[Passage to read — start]

Opinion | The Drugs at the Heart of Our Pricing Crisis

For around two decades, Roche’s breast cancer drug Herceptin has prolonged the lives of people with breast cancer, and AbbVie’s immunosuppressive drug Humira has eased the symptoms of rheumatoid arthritis patients.

Such are the remarkable benefits of biologic drugs — large molecules that are manufactured using living cells. These kinds of drugs are typically received either in doctors’ offices as an infusion, or self-administered by injection.

But for all their benefits, Herceptin, Humira and dozens of other older biologic drugs lie at the heart of the United States’ drug pricing crisis, racking up billions in annual U.S. sales from their persistently high prices.

It’s true that Congress grants monopolies to new drugs so that their makers can charge high prices. That is how drug companies reap financial rewards for their inventions. But that brief period of market exclusivity is supposed to be followed by competition that will ensure that those same drugs are affordable into the future.

This strategy worked well when drugs were mostly simple chemical pills or tablets. It was fast, easy and cheap for generic competitors to copy the brand product and then undercut it on price. As one example, a day’s dose of atorvastatin, a cholesterol lowering statin, fell from $5 to less than $1 once there were generics in the market.

But prices are not falling for biologic drugs as fast as they should, nor as much as they could. Billions in excess drug costs are shouldered by employers, taxpayers and patients as a result.

The United States needs a law that would yield comparable savings on older biologic drugs, and this law should require that biologic drug manufacturers lower their prices to affordable yet still profitable levels when their market exclusivity expires.

This new law would address the fact that Congress’s first attempt to reduce the prices of older biologic drugs is failing. The Biologics Price Competition and Innovation Act of 2009 envisioned a competitive market that replicated the success generic drugs have had in lowering the prices of older pills and tablets.

But the approach has been plagued by two fundamental challenges. The first is that biologics cannot be easily replicated. So Congress hoped a new category of knockoffs, called biosimilars, would play the role that generic drugs do in driving down the prices of pills and tablets.

But unlike the fast, easy and cheap manufacture of generic drugs, making biosimilar copies of biologics often costs hundreds of millions of dollars. Then they need to be extensively tested in long and expensive clinical trials. By our count, 85 percent of biologic drugs that should be squaring off against biosimilar competitors face none.

Even when a biologic drug encounters biosimilar competitors, prices don’t decline much at all. Herceptin today faces five knockoffs; even so the average price for trastuzumab (the general name for Herceptin) remains 26 percent higher than the 2007 price for branded Herceptin in today’s dollars. Back then it had no competitors.

[Passage to read — finish]
[Record excerpts — start]

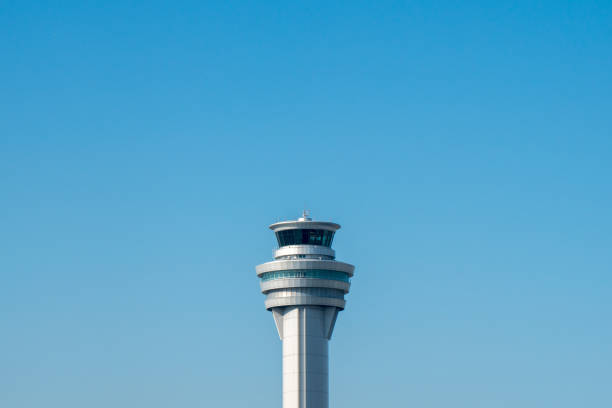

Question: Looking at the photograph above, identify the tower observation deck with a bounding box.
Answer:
[255,212,355,408]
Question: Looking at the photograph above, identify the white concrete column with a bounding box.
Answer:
[275,306,337,408]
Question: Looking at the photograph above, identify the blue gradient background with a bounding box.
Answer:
[0,0,612,408]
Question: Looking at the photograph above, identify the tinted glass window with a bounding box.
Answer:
[261,269,350,282]
[276,229,334,247]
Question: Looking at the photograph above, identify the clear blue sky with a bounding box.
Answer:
[0,0,612,408]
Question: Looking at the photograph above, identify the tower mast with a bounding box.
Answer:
[255,214,355,408]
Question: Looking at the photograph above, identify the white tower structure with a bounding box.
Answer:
[255,211,355,408]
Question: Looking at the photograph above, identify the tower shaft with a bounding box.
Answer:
[275,306,337,408]
[255,216,355,408]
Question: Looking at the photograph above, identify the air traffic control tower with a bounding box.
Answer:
[255,212,355,408]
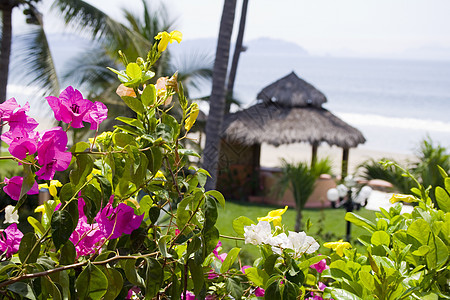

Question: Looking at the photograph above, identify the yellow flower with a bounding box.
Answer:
[116,84,136,97]
[258,205,288,227]
[155,30,183,52]
[389,194,419,203]
[155,30,183,52]
[184,102,200,132]
[323,240,352,257]
[39,180,62,197]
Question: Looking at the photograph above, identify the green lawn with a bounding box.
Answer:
[216,201,375,264]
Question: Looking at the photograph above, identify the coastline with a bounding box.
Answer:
[260,143,416,176]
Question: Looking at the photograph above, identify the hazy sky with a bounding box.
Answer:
[12,0,450,56]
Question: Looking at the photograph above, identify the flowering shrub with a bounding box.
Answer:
[0,31,450,300]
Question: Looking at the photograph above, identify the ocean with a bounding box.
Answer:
[8,35,450,154]
[212,52,450,154]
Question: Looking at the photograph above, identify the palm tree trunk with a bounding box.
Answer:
[225,0,248,113]
[294,207,303,232]
[203,0,236,190]
[0,1,14,153]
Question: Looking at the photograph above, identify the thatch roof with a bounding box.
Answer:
[257,72,327,107]
[223,103,366,148]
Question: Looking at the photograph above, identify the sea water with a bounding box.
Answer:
[225,52,450,153]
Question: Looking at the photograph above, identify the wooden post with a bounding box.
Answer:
[311,143,319,168]
[341,148,350,180]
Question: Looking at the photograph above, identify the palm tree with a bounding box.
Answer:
[277,158,331,232]
[225,0,248,113]
[203,0,236,190]
[64,0,212,134]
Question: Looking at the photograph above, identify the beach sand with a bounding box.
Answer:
[260,143,416,176]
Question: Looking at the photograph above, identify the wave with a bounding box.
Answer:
[333,112,450,133]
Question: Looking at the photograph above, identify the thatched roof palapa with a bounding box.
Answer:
[223,72,366,149]
[257,72,327,107]
[224,103,366,148]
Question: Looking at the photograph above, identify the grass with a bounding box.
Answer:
[216,201,375,264]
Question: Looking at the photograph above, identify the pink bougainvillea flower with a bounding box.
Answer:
[68,198,106,258]
[3,102,39,131]
[45,86,94,128]
[0,223,23,257]
[181,291,197,300]
[83,101,108,130]
[2,128,39,159]
[255,287,266,297]
[95,196,144,239]
[310,259,329,273]
[241,266,252,274]
[126,285,141,300]
[3,176,39,201]
[36,127,72,180]
[208,269,219,280]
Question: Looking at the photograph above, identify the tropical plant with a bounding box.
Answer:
[60,0,212,141]
[359,138,450,199]
[277,158,331,232]
[323,163,450,299]
[203,0,236,189]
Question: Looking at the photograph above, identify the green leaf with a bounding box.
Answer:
[126,63,142,79]
[358,270,375,292]
[220,248,241,273]
[178,149,201,158]
[283,281,299,300]
[188,259,205,295]
[158,235,172,257]
[264,276,283,299]
[161,114,180,140]
[19,232,41,263]
[245,267,269,286]
[202,227,219,259]
[205,190,225,208]
[19,164,36,199]
[70,154,94,190]
[225,277,244,299]
[233,216,256,237]
[100,266,123,300]
[345,212,377,232]
[120,96,145,115]
[145,258,164,299]
[59,241,77,265]
[27,216,45,236]
[411,245,431,256]
[59,182,76,206]
[50,210,74,249]
[113,132,136,148]
[75,262,108,299]
[149,205,161,224]
[123,259,145,287]
[203,197,219,231]
[370,231,391,246]
[331,288,362,300]
[141,84,156,106]
[435,186,450,212]
[406,219,431,245]
[116,117,144,129]
[6,282,36,300]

[Record excerpts — finish]

Problem. Please sum up the opinion piece on biologic drug prices in two sentences.

Response. Older biologic drugs such as Herceptin and Humira have helped patients for about two decades but keep racking up billions in annual U.S. sales from persistently high prices, and the Biologics Price Competition and Innovation Act of 2009 has failed to bring the price drops that generics brought to pills and tablets. Biosimilar copies cost hundreds of millions of dollars to make and require long trials, 85 percent of biologics that should face them face none, and even with five knockoffs the average price for trastuzumab remains 26 percent above the 2007 price for branded Herceptin, so the piece calls for a law requiring makers to lower prices to affordable yet still profitable levels when market exclusivity expires.